▸ **Recorded data**:
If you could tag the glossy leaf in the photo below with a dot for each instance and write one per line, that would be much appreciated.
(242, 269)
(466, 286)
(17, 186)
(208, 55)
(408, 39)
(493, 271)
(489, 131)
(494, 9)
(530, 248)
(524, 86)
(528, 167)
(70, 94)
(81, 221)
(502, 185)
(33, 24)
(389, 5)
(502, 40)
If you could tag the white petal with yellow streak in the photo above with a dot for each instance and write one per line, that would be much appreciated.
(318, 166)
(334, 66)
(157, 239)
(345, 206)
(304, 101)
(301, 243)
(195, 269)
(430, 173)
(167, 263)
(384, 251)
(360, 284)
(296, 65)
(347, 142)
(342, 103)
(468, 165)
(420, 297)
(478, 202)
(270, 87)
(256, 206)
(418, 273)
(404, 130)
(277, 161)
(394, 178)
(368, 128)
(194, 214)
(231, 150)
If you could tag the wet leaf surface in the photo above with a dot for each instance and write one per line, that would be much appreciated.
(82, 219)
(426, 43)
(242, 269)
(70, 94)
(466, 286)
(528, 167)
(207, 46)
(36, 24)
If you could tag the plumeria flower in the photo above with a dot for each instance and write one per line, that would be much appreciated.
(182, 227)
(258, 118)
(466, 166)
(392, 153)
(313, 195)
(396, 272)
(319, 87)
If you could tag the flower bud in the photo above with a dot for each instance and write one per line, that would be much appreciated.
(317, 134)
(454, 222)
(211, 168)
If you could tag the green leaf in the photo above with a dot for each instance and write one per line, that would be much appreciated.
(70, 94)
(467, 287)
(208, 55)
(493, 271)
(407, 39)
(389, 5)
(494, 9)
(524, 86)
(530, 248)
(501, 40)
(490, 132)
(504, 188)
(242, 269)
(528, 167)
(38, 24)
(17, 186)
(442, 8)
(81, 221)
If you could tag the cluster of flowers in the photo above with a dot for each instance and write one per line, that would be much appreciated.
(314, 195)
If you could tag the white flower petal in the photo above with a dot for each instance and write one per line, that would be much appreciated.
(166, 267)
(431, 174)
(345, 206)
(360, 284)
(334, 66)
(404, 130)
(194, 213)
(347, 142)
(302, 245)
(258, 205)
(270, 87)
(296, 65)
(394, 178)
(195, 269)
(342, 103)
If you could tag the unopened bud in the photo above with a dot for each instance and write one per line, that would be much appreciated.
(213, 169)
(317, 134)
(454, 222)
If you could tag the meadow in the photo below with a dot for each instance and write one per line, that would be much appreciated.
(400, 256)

▸ **Directive**: Copy out all the rows again, swapping each "tag" for "mark" and leaving everything else the same.

▸ **Result of the exercise**:
If you could mark the glossy leaf in the photo below with a dot for each instance and write one per line, that would be much appreciated.
(242, 269)
(466, 286)
(17, 186)
(208, 55)
(408, 39)
(493, 271)
(489, 131)
(494, 9)
(530, 248)
(524, 86)
(528, 167)
(70, 94)
(81, 221)
(502, 185)
(33, 24)
(389, 5)
(502, 40)
If you could mark the white petal with yellow streak in the photo above with a dot for each instance and write one per line, that would be much appreciated.
(318, 166)
(334, 66)
(157, 239)
(345, 206)
(304, 101)
(301, 243)
(195, 269)
(430, 173)
(167, 263)
(384, 251)
(360, 284)
(296, 65)
(347, 142)
(342, 103)
(468, 165)
(420, 297)
(478, 202)
(270, 87)
(256, 206)
(418, 273)
(404, 130)
(277, 161)
(394, 178)
(368, 128)
(194, 214)
(231, 150)
If you could mark the wet leaf surface in the photo above with a dot for each instance and write one per line, that would be much appreciated.
(82, 219)
(426, 43)
(242, 269)
(70, 94)
(466, 286)
(528, 167)
(207, 46)
(36, 24)
If you could mark the plumeria flower in the photo above with a dot for each instance and write one per line, that would be much appreciated.
(182, 227)
(258, 118)
(466, 166)
(392, 153)
(313, 195)
(396, 272)
(319, 87)
If you could mark the flower bud in the photo above with a dot for each instance and write one per line, that would be much appreciated.
(317, 134)
(454, 222)
(211, 168)
If you could mark the green leaf in the photo above with a dot for each instance and write one per line, that would be much appreciated.
(70, 94)
(467, 287)
(208, 55)
(493, 271)
(407, 39)
(389, 5)
(494, 9)
(524, 86)
(530, 248)
(501, 40)
(490, 132)
(504, 188)
(242, 269)
(528, 167)
(38, 24)
(17, 186)
(442, 8)
(81, 221)
If you could mark the cluster of flowers in the photo above with a dot for each instance and write one per line, that would be much appreciated.
(314, 195)
If you could mark the white flower petal in the photo above with a dot for each instance and write one per line, that would be much appreciated.
(166, 267)
(431, 174)
(345, 206)
(360, 284)
(334, 66)
(404, 130)
(194, 213)
(347, 142)
(302, 245)
(258, 205)
(270, 87)
(296, 65)
(394, 178)
(195, 269)
(342, 103)
If you could mark the unopened bud in the photo above with a dot for each instance and write one per line, that would be much appreciated.
(213, 169)
(317, 134)
(454, 222)
If you could mark the meadow in the photo below with a dot for each instance and write one per line, that would be much appreciated.
(400, 256)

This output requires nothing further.